Problem to solve: Please restate each entry that appears below word for word, without its pictures.

*** Opening Provided records ***

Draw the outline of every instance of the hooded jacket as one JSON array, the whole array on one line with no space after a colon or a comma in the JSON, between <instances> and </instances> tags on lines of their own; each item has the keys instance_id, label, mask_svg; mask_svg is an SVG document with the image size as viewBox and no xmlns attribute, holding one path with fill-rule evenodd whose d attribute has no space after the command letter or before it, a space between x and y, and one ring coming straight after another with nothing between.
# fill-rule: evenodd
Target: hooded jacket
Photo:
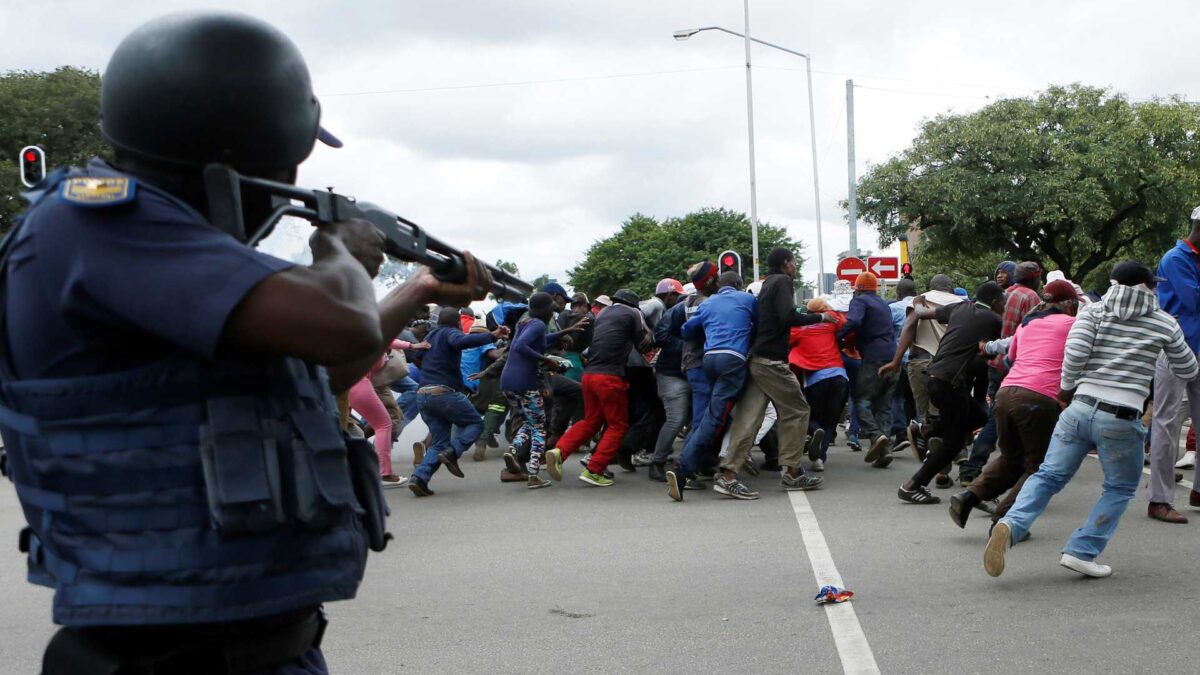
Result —
<instances>
[{"instance_id":1,"label":"hooded jacket","mask_svg":"<svg viewBox=\"0 0 1200 675\"><path fill-rule=\"evenodd\" d=\"M1114 285L1100 302L1080 309L1067 335L1061 386L1140 409L1150 394L1159 352L1166 353L1177 377L1190 381L1200 375L1183 331L1158 308L1154 293Z\"/></svg>"},{"instance_id":2,"label":"hooded jacket","mask_svg":"<svg viewBox=\"0 0 1200 675\"><path fill-rule=\"evenodd\" d=\"M1178 241L1158 263L1158 304L1183 329L1192 351L1200 351L1200 256L1186 241Z\"/></svg>"}]
</instances>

*** Closing Provided records ***

Solution for this task:
Draw the outline of every instance of the hooded jacket as one JSON array, the whole array on one line with no space after a colon or a comma in the JSON, between <instances> and </instances> tags on lines of their own; each item has the keys instance_id, label, mask_svg; mask_svg is an SVG document with the image size as viewBox and no xmlns attribute, holding one path with fill-rule evenodd whose d attribute has no space after the command letter or before it, a space between x and y, and one ring coming straight after another with nothing between.
# fill-rule: evenodd
Target: hooded jacket
Photo:
Result —
<instances>
[{"instance_id":1,"label":"hooded jacket","mask_svg":"<svg viewBox=\"0 0 1200 675\"><path fill-rule=\"evenodd\" d=\"M1114 285L1100 302L1080 309L1067 335L1061 386L1140 409L1150 394L1159 352L1166 353L1177 377L1190 381L1200 375L1183 331L1158 308L1154 293Z\"/></svg>"},{"instance_id":2,"label":"hooded jacket","mask_svg":"<svg viewBox=\"0 0 1200 675\"><path fill-rule=\"evenodd\" d=\"M1178 241L1158 263L1158 304L1183 329L1192 351L1200 351L1200 256L1186 241Z\"/></svg>"}]
</instances>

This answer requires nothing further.